Exercise description: Check every line below for the word "railing" and show those that hold it.
(Exercise data begins)
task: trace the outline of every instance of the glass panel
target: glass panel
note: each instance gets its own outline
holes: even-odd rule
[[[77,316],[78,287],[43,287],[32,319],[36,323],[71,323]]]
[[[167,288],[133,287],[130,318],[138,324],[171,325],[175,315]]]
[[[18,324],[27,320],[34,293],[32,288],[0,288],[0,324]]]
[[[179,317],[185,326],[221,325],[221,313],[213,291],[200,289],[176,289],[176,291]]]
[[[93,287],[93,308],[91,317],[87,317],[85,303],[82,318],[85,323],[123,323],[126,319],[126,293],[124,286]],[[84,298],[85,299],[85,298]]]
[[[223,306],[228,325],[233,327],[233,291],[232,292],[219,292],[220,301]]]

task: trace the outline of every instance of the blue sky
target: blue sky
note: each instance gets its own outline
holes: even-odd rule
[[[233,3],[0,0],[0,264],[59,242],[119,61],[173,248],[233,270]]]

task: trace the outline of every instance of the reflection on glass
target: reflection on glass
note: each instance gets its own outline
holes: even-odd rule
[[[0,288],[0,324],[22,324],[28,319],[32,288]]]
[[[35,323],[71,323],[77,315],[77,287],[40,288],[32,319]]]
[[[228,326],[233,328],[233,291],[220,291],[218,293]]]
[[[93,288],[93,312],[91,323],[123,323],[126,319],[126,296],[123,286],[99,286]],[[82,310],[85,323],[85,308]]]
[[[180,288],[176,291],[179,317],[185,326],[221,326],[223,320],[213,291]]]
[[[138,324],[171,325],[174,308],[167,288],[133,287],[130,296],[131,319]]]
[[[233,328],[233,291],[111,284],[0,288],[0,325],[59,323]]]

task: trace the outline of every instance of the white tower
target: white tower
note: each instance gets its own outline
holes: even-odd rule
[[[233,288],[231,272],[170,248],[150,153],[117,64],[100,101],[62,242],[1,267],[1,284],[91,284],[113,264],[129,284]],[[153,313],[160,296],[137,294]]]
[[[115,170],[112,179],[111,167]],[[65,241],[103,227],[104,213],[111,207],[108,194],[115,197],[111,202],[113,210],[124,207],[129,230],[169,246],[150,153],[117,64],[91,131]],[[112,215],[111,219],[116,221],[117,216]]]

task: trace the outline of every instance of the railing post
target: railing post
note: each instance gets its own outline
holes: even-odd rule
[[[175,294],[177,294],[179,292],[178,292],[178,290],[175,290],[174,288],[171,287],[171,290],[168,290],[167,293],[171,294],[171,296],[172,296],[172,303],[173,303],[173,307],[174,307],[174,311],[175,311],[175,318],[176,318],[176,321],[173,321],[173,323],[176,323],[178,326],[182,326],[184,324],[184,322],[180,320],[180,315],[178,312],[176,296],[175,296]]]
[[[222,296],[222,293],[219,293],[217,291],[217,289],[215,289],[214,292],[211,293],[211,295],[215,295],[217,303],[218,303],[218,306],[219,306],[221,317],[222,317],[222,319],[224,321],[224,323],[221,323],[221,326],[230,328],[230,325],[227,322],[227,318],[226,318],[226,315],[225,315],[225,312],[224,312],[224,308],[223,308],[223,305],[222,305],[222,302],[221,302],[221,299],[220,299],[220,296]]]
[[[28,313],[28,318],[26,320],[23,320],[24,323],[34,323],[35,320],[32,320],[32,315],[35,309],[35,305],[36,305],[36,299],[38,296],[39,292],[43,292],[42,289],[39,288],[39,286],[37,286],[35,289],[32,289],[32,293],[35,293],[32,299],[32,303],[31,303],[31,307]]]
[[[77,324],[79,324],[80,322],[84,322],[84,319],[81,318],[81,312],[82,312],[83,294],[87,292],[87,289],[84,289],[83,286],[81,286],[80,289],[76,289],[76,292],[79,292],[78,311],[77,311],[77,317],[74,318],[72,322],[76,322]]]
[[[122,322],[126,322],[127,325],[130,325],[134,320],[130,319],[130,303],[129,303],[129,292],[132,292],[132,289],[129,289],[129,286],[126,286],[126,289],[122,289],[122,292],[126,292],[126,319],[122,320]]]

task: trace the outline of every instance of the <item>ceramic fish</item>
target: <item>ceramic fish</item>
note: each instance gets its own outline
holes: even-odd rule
(Exercise data ends)
Task solution:
task: trace the outline of every instance of the railing post
target: railing post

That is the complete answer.